- **Excerpt**:
Orange is an open-source, GUI based platform that is popularly used for rule mining and easy data analysis. The reason behind the popularity of this platform is it is completely code-free. Researchers, students, non-developers and business analysts use platforms like Orange to get a good understanding of the data at hand and also quickly build machine learning models to understand the relationship between the data points better.
In this article, we will be understanding:
- Why Orange?
- Installing and Setting up the tool
- Training your first machine learning model using Orange
Orange is a platform built on Python that lets you do everything required to build machine learning models without code. Orange includes a wide range of data visualisation, exploration, preprocessing and modelling techniques. Not only does it become handy in machine learning, but it is also very useful for associative rule mining of numbers, text and even network analysis.
Orange comes with multiple classifications and regression algorithms and all of these are implemented with drag and drop features. It can be used as an intuitive user interface or, for more advanced users, as a module for the Python programming language.
Installing and Setting up the tool
There are a few options you can use to install the tool. Firstly, you can click here to download the tool. You will see the following options to install the tool according to which Operating system you use.
Based on the OS, you can select the latest version of orange and the download will automatically begin. Once it is downloaded you can run the .exe file and launch the platform on your computer.
The next option is to install it using conda or pip command if Anaconda Navigator is already set up in your system.
To install the platform with conda use the command:
conda config --add channels conda-forge
conda install orange3
This will add the orange channel to your anaconda navigator and you can launch the tool from the navigator.
Since orange is built with python the last option to install it would be through the pip command.
It is better to create a virtual environment for this since a lot of dependencies need to be downloaded.
pip install orange3
Training your first machine learning model using Orange
Once the tool has been installed and setup you will be directed to the main page of the platform.
As shown above, you have some options on the left like file, CSV file, datasets etc. To keep this demonstration simple I will choose a built-in dataset. There are a number of datasets that are readily available which can be seen by double-clicking the datasets option. You can add your own CSV file by clicking the CSV option also.
After deciding which dataset you want to work with we can proceed with file creation. I have selected a simple heart disease dataset. To create the file, drag and drop the ‘File’ to the right-hand side.
Double-click on the file to select the dataset and view the dataset.
If you have uploaded the dataset using CSV option the dataset will automatically show up in the file.
Now, you need to view the dataset in the form of a table to understand the features and target better. To do this you can drag a connecting line and you will see a list of options. Select the option called ‘Data table’ and double click on this component.
After loading the data it is important to produce clean data for machine learning model implementation. To clean the data, drag a connecting line again from the file component and select impute option.
In the impute component you can clean the data by filling in missing values either by mean on random data.
I have selected the option to fill missing data(if any) with the average values. You can also remove the rows with missing values or impute the data with model-based imputer.
Once we have clean data it is time to visualize the data distribution. To do this drag a connecting line from impute component and select the scatter plot option.
Double-click the scatter plot component.
Here you are presented with options to change the values in x and y axes, change colours of the points, change opacity etc. You can perform all the visualizations here and understand your data distribution.
After visualization the data it is time to build a model.
Our dataset indicates that it is a classification type problem and requires a classification algorithm. Since the target contains values of 0 and 1 we can use a simple logistic regression model.

- **Material provided**:
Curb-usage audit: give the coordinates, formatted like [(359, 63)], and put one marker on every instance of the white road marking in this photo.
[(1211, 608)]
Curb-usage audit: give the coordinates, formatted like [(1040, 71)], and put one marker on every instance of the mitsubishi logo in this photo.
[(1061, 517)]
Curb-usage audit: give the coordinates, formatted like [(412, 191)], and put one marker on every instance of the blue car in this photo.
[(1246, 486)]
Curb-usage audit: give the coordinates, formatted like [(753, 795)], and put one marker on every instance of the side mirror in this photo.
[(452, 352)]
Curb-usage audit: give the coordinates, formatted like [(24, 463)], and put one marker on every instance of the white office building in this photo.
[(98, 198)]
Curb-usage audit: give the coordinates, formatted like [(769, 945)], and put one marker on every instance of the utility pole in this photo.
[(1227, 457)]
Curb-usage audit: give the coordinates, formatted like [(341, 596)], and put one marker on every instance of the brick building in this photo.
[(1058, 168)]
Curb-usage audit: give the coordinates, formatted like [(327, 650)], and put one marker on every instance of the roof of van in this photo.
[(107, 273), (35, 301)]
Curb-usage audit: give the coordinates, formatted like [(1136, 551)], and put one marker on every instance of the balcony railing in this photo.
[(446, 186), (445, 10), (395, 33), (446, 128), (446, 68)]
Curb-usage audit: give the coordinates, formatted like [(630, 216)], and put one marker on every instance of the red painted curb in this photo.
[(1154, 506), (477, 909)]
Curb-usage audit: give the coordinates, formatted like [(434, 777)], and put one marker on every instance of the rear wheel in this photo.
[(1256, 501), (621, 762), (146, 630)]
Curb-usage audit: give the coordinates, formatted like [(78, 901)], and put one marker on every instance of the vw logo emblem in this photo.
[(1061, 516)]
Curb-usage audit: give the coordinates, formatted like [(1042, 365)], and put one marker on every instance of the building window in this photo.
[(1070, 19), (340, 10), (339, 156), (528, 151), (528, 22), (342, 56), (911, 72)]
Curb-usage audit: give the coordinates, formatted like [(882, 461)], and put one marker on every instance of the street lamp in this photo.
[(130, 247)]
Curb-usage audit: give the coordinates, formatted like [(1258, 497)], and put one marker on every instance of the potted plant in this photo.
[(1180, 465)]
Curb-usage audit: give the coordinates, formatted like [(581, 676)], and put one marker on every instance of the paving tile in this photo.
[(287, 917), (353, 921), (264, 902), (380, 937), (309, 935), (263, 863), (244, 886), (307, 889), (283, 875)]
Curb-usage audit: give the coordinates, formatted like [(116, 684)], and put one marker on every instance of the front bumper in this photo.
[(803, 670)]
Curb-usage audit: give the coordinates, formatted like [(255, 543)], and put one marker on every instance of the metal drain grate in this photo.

- **Exercise brief**: Print everything in the Orange tutorial from "pip install orange3" down to "CSV option also.", word for word. The listing has no connection to the Orange tutorial.

- **Output for this task**:
pip install orange3
Training your first machine learning model using Orange
Once the tool has been installed and setup you will be directed to the main page of the platform.
As shown above, you have some options on the left like file, CSV file, datasets etc. To keep this demonstration simple I will choose a built-in dataset. There are a number of datasets that are readily available which can be seen by double-clicking the datasets option. You can add your own CSV file by clicking the CSV option also.